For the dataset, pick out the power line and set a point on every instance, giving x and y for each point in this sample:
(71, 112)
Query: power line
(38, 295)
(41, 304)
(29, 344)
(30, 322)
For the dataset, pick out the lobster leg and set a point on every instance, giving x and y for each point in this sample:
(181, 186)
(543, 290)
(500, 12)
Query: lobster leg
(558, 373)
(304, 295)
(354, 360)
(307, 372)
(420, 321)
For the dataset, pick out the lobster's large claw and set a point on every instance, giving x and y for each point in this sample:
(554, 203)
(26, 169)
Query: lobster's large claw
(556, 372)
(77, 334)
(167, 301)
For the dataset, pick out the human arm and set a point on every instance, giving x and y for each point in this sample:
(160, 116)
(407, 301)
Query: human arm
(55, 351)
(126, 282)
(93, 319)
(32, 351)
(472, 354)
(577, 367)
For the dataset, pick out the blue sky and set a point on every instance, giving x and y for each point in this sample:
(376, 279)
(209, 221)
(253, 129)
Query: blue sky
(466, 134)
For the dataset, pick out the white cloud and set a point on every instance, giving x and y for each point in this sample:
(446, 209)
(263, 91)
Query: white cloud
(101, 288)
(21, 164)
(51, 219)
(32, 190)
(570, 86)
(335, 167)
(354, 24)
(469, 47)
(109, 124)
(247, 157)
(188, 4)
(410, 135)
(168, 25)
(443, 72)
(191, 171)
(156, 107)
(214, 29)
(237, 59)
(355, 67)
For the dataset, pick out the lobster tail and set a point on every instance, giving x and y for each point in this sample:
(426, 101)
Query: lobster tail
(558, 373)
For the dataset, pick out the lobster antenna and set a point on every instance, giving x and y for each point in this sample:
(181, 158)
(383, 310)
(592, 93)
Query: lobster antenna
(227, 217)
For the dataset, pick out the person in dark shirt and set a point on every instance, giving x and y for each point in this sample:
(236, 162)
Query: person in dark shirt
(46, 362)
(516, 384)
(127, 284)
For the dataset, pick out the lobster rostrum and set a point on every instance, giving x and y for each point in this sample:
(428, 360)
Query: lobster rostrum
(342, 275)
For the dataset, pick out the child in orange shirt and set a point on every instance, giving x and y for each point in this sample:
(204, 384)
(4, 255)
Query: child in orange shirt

++++++

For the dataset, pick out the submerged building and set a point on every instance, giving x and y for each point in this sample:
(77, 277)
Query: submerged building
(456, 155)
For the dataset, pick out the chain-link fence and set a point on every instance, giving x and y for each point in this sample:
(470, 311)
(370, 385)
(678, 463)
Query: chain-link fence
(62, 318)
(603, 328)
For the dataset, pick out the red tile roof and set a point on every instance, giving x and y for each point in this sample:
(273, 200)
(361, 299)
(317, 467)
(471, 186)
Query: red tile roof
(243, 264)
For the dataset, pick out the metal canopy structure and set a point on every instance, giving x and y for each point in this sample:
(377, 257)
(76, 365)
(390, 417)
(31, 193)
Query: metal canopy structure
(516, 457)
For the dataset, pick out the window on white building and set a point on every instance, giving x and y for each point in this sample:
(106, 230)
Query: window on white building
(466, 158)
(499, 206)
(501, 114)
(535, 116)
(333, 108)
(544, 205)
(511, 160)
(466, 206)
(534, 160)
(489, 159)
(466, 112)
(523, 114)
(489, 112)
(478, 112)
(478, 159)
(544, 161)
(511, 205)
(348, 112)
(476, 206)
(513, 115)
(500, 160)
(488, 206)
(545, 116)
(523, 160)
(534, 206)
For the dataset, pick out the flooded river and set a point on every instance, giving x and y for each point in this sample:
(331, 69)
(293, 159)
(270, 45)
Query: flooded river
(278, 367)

++++++

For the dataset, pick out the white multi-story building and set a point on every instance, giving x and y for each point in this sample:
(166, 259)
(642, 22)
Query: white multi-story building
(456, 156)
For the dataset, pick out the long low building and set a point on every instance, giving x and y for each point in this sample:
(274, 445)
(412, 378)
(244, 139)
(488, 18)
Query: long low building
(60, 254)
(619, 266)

++++++

■ OPDRACHT:
Tel hoeveel regels in de records hierboven de tekenreeks "river" bevatten en geef alleen dat aantal.

■ ANTWOORD:
2